-------- SELECTED PASSAGE --------

Happy birthday, Frank!
Natter 63: Life after PuppyCam
Off-topic discussion. Wanna talk about corsets, duct tape, or physics? This is the place. Detailed discussion of any current-season TV must be whitefonted.
Happy birthday, Frank! I hope there's cake.
What is wrong with you people? I'm too much of a control freak to let anyone pump my gas. I love my car. I don' want no one messin' wit my car.
It's just gas!
I left my watch at home. I feel neekid.
A couple of summers ago we drove through Oregon on the way to a softball tournament and I purposely stopped for gas there. The kids were kinda freaked out to have service at a service station.
Happy Birthday, Frank!!!
Mom had a worrying crisis when the owner of the last local full service station retired and she was faced with the prospect of pumping her own gas. I don't quite get how a woman who held our family together through Dad's brain surgery and paralysis, kept a roof over our heads despite hundreds of thousands in medical bills, and managed the care of her mother for two years once strokes rendered her invalid could find pushing a spigot into the gas tank and squeezing the handle such a daunting challenge.

-------- PROVIDED MATERIAL --------

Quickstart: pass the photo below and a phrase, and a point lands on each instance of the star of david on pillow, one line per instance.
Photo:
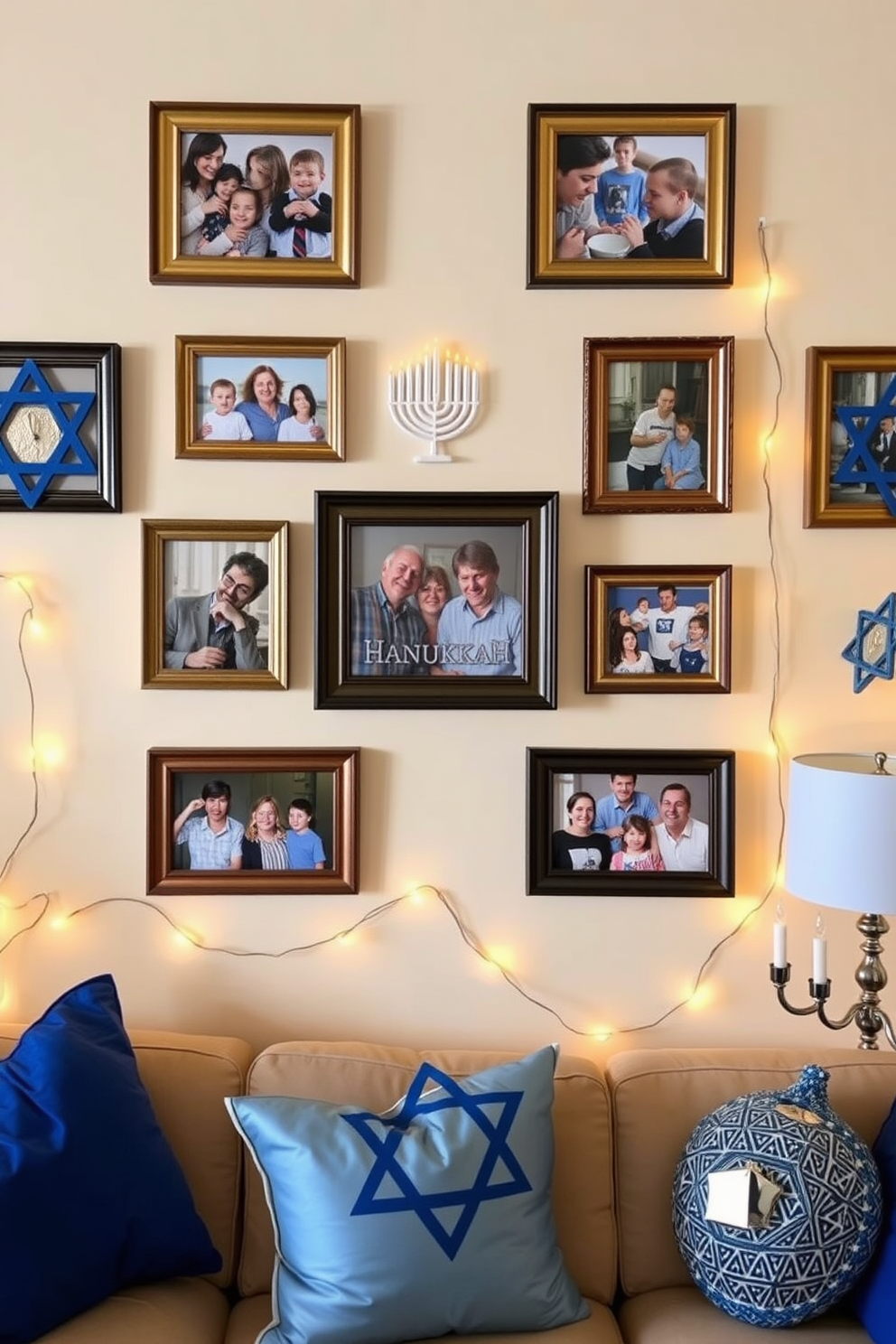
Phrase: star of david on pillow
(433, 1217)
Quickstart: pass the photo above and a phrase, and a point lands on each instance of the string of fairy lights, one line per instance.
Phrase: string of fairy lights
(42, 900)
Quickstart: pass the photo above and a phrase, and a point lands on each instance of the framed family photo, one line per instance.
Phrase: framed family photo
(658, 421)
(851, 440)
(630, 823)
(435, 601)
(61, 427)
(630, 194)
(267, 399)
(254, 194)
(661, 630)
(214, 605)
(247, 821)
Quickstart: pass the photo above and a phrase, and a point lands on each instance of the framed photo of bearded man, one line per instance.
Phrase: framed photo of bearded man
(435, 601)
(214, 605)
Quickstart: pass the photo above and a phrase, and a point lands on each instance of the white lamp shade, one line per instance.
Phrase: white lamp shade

--------

→ WHAT IS BEING ASKED
Retype the forum thread word for word, from "Happy birthday, Frank! I" up to and including "wit my car.".

→ ANSWER BOX
Happy birthday, Frank! I hope there's cake.
What is wrong with you people? I'm too much of a control freak to let anyone pump my gas. I love my car. I don' want no one messin' wit my car.